■ **GIVEN REQUEST A**: In the post on recursion and storage limits, what does the writer give as an example where recursion makes sense?
■ **GIVEN REQUEST B**: Duplicate the part of the post on recursion and storage limits that opens with the words containing "I'm not aware" and closes with "in business programming.".
■ **GIVEN REQUEST C**: Write the next part of the post on recursion and storage limits, picking up after its final sentence.

-- EXTRACT TO READ start --

As for system limits -- the big one I've run into is the maximum amount
of automatic storage allowed in the single-level storage model. You can
only (approx) 16 mb of automatic storage for the entire call stack --
that's all procedures added together! This can be "solved" by using
STGMDL(*TERASPACE)
I'm not aware of any other limits.
In my opinion, the article you cite does not provide a good example of
recursion, or explain why you'd want to use it. Seems to me his example
would make more sense if it was just run in a loop instead of run
recursively. Recursion only comes up occasionally in business
programming. Something like a bill of materials is an example where
recursion makes sense... but aside from that, recursion is pretty rare
in business programming.

-- EXTRACT TO READ end --
-- DATA ROWS start --

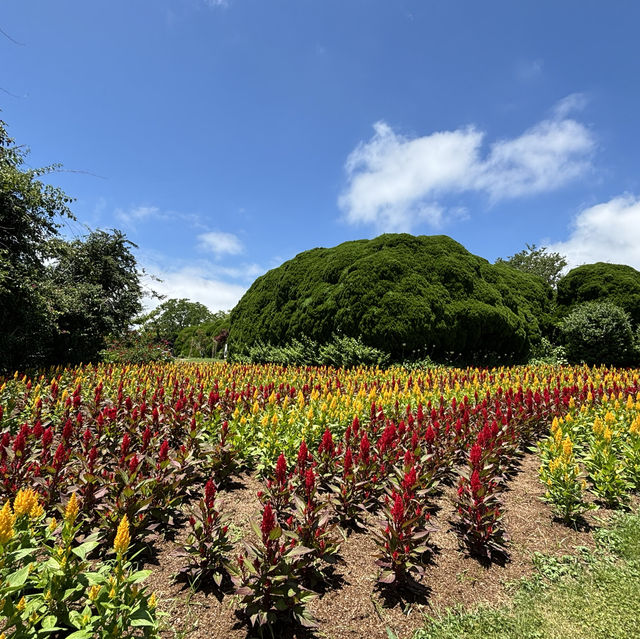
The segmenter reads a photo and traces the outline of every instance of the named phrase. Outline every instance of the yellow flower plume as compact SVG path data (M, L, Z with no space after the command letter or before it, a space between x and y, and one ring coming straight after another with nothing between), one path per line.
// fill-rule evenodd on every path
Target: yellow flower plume
M126 515L120 520L118 525L118 531L116 532L116 538L113 541L113 549L118 553L125 553L131 543L131 536L129 535L129 519Z

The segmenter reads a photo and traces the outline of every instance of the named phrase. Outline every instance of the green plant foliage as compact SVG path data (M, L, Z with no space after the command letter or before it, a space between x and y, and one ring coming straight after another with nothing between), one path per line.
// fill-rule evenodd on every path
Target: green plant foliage
M141 317L137 323L144 333L149 333L157 340L173 344L180 331L188 326L199 326L212 322L216 316L200 302L187 299L169 299L162 302L150 313Z
M381 235L305 251L231 312L234 348L361 338L394 359L518 360L549 322L551 287L446 236Z
M562 321L569 362L624 366L636 359L629 316L611 302L585 302Z
M506 260L499 257L496 262L539 275L551 286L556 286L562 269L567 265L564 255L549 253L546 246L538 248L535 244L527 244L526 249L511 255Z
M181 357L215 357L222 354L222 347L229 334L229 313L218 311L210 321L187 326L180 330L173 344L176 355ZM216 340L216 338L218 338Z
M640 271L623 264L596 262L569 271L558 283L558 310L567 315L583 302L611 302L640 323Z

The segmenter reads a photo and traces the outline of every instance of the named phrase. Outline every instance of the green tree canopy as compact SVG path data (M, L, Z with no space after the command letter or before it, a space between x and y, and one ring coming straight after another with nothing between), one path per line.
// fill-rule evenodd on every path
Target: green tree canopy
M637 360L629 315L611 302L578 304L560 330L572 364L625 366Z
M215 315L204 304L182 298L162 302L143 316L139 323L143 332L173 344L182 329L214 319Z
M611 302L640 324L640 271L624 264L596 262L569 271L558 283L558 307L566 315L583 302Z
M564 255L549 252L546 246L538 248L535 244L527 244L526 249L511 255L506 260L499 257L496 263L508 264L526 273L539 275L554 287L561 277L562 270L567 266Z
M119 231L60 237L71 198L31 169L0 122L0 371L97 357L139 311L133 246Z
M361 337L394 357L523 357L549 321L551 288L446 236L387 234L300 253L231 312L234 348L301 336Z

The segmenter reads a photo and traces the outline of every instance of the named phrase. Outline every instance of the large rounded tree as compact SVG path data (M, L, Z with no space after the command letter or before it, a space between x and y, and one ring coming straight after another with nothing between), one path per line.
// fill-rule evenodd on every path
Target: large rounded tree
M640 323L640 271L624 264L596 262L569 271L558 282L558 310L568 314L584 302L611 302Z
M551 288L451 238L381 235L300 253L259 277L231 313L230 342L360 337L394 357L518 360L548 321Z

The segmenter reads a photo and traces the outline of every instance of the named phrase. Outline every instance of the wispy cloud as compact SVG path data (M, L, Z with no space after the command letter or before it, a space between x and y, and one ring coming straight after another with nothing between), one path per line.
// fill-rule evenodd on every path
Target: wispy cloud
M200 302L214 312L232 309L247 290L247 286L243 284L212 276L210 270L201 266L172 269L152 264L145 265L145 271L150 274L144 282L147 291L153 290L165 298L186 298L192 302ZM150 310L161 301L149 295L144 299L144 305Z
M640 270L640 197L622 195L584 209L569 238L550 244L549 250L566 255L571 268L612 262Z
M590 169L595 147L589 129L568 117L572 102L575 108L577 98L565 99L552 117L484 153L486 134L473 126L405 137L377 122L347 158L338 204L351 224L409 231L441 224L448 216L442 200L452 194L480 192L496 202L557 189Z
M134 206L129 209L116 209L115 216L124 224L135 225L136 222L150 218L165 217L157 206Z
M198 246L204 251L209 251L216 256L238 255L242 253L244 247L242 242L233 233L221 233L210 231L198 235Z

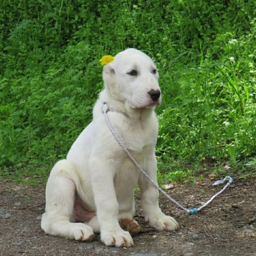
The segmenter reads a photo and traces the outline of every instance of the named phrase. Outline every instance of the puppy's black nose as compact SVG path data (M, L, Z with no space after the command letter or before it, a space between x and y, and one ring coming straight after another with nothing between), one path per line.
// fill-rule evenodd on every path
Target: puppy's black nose
M157 101L161 95L159 90L154 90L153 89L151 89L147 93L154 101Z

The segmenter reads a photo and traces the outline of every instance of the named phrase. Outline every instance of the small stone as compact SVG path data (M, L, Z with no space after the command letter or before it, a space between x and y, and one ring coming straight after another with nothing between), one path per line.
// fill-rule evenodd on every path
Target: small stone
M100 252L103 251L103 248L102 247L96 247L96 248L94 248L94 250L95 250L97 252Z
M119 249L120 248L118 247L109 247L109 250L110 250L112 252L117 252Z
M15 244L15 245L17 246L20 246L20 245L22 245L22 242L18 242Z
M3 211L0 210L0 217L4 218L5 219L7 219L11 216L10 213L4 213Z
M194 244L193 243L188 243L187 244L183 244L181 245L181 246L182 248L187 248L187 247L190 247L191 246L194 245Z
M192 236L192 237L194 239L198 239L198 235L197 234L194 234Z

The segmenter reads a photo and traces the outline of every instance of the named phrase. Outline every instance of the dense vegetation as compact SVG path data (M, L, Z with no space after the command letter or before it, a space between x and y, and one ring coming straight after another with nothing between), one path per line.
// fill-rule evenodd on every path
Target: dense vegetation
M99 59L128 47L159 70L160 176L209 163L255 170L255 0L4 0L0 10L0 174L45 180L91 120Z

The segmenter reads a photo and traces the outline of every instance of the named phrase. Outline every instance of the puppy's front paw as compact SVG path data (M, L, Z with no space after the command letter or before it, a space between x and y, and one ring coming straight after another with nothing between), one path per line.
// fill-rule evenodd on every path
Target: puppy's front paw
M121 228L129 231L132 235L135 235L140 231L139 225L135 219L126 218L120 219L119 222Z
M102 230L101 238L102 242L108 246L129 247L133 245L133 241L129 233L121 228Z
M170 231L179 228L178 222L172 217L165 215L150 220L149 224L151 226L160 231Z

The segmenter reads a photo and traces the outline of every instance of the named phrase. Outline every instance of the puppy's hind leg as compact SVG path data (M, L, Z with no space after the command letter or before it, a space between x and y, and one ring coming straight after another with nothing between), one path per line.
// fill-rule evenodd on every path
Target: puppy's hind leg
M53 236L91 240L94 236L91 227L71 222L76 189L72 176L75 173L75 167L67 160L61 160L53 167L46 185L45 212L41 226L46 233Z

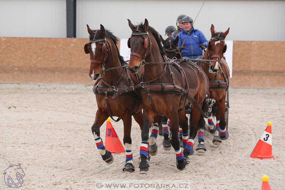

-- DATA ROWS end --

■ **FINAL RESULT A**: A bill of materials.

■ **FINAL RESULT B**:
I'm not aware of any other limits.
In my opinion, the article you cite does not provide a good example of
recursion, or explain why you'd want to use it. Seems to me his example
would make more sense if it was just run in a loop instead of run
recursively. Recursion only comes up occasionally in business
programming. Something like a bill of materials is an example where
recursion makes sense... but aside from that, recursion is pretty rare
in business programming.

■ **FINAL RESULT C**:
On 2/14/2013 12:50 PM, ssc1478 wrote:
I recently read this article:
http://ibmsystemsmag.com/ibmi/developer/rpg/rpgle_recursion/
and was interested in this comment:
"Even though this procedure doesn’t return a value, it’s a good idea to
have a return statement on the end so the program can exit right away after
it reaches the end of MGACCM. Otherwise, it will unwind itself by going
from the Endif line to the end of the procedure for as many records as were
written."
What I've noticed is that each recursive call puts an entry on the call
stack, and at the end it "unwinds" down the call stack until it can exit
the subprocedure. I thought the author's comment above was addressing
that, but it made no impact on my test pgm.
Is that the expected behavior? I'm worried about a long-running job
running into a system limit. Does anyone know?